▶ What is asked:
1. Using the blog posts, answer these questions:
(a) On which days and during which hours does the tutoring job run?
(b) What song title and artist are given for the quoted lyrics?
(c) In the letter dated Sunday, August 26, 2012, what does the writer say should not have happened?
2. Decide whether each statement agrees with the blog posts. Answer yes or no, and quote the words that settle it.
(a) The tutoring takes place in the library.
(b) The tutoring covers math.
(c) The August 28 post ends with a decision to retreat rather than tough it out.
* begin Document text *
Thursday, August 30, 2012

teeter totter

I need to stop fighting with daniel. its all my fault. i just don't want to marry him all the time and then the rest of the time i'm like "ohmyfreakinggosh i can't wait to marry that boy."
how can this be?
and what do i do about it?
back and forth like a teeter totter.

anyhow my tutoring job starts up on monday and i'm excited about it. and nervous. on mondays and wednesdays from 2:00 to 4:30 i am in the library ready to help anyone who comes by with comp or humanities. what if i'm bad at it? that then? will i lose my job?
like i said. I'm nervous. but also excited because it means that i'll start making money finally.

Tuesday, August 28, 2012

everybody else's girl

I'm sick of being everybody elses girl. maybe one day I'll be my own. I don't want to be anyones anything.
i'm sick of labels. I'm sick of being known. i just want to retreat into myself.

but i can't thats the weak way out.

I'm going to tough this out and be everybody else's girl.

I'm falling down as the winter surrounds me. i'm drowning in soft snow.


(look up Girl by Tori Amos)


Years go by 
Will I still be waiting
For somebody else to understand
Years go by
If I'm stripped of my beauty
And the orange clouds
Raining in head
Years go by 
Will I choke on my tears
Till finally there is nothing left
One more casualty
You know we're too easy Easy Easy
~ Silent all these years by Tori Amos

Sunday, August 26, 2012


My dearest Daniel,

I want to apologize. I shouldn’t have freaked out today. I do want to marry you. And I hope you still know that.
* end Document text *
* begin Records supplied *
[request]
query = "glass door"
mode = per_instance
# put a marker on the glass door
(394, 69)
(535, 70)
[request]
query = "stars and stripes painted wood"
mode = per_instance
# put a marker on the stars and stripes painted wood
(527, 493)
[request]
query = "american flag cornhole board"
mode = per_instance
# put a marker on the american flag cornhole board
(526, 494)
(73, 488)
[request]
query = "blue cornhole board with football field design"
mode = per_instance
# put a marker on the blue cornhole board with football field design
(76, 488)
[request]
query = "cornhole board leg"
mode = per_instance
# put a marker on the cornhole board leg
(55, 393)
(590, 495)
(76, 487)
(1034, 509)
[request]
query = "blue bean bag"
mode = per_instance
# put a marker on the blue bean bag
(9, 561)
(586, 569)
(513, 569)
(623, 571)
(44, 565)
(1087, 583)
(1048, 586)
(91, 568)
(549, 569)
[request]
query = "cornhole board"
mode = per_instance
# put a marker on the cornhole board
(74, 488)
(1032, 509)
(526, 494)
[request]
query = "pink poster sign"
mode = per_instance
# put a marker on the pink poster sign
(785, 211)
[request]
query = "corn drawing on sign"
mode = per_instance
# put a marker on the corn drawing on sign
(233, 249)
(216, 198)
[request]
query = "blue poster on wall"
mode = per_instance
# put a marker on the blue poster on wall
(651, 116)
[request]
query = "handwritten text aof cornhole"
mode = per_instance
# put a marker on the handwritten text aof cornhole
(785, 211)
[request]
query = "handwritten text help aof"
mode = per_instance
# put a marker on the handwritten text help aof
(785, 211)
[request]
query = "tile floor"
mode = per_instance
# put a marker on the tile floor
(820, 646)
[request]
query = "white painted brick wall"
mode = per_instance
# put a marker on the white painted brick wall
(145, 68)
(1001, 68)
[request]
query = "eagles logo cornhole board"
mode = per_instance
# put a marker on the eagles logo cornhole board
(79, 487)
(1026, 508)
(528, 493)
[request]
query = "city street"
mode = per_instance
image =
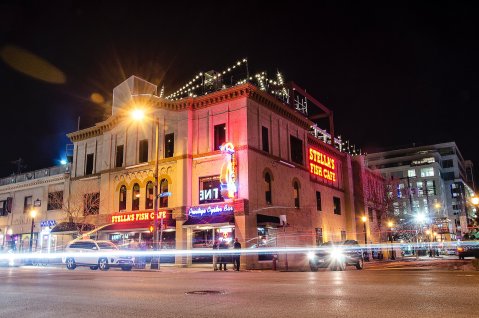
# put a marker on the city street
(399, 289)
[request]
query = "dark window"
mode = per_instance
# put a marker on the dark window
(163, 190)
(119, 156)
(89, 164)
(267, 180)
(91, 203)
(265, 138)
(296, 194)
(55, 200)
(135, 200)
(122, 199)
(220, 135)
(210, 190)
(296, 150)
(143, 154)
(150, 189)
(447, 163)
(3, 208)
(318, 201)
(169, 145)
(337, 205)
(27, 204)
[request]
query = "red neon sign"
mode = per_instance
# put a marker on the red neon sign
(322, 165)
(136, 216)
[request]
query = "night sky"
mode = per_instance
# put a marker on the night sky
(393, 75)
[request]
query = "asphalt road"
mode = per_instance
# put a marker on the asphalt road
(376, 291)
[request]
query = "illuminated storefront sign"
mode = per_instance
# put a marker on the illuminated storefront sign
(228, 171)
(322, 165)
(209, 210)
(136, 216)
* end Records supplied *
▶ Results of the exercise:
1.
(a) Mondays and Wednesdays, from 2:00 to 4:30.
(b) "Silent all these years" by Tori Amos.
(c) The writer shouldn't have freaked out that day.

2.
(a) Yes: "i am in the library ready to help anyone who comes by"
(b) No: "help anyone who comes by with comp or humanities"
(c) No: "I'm going to tough this out and be everybody else's girl."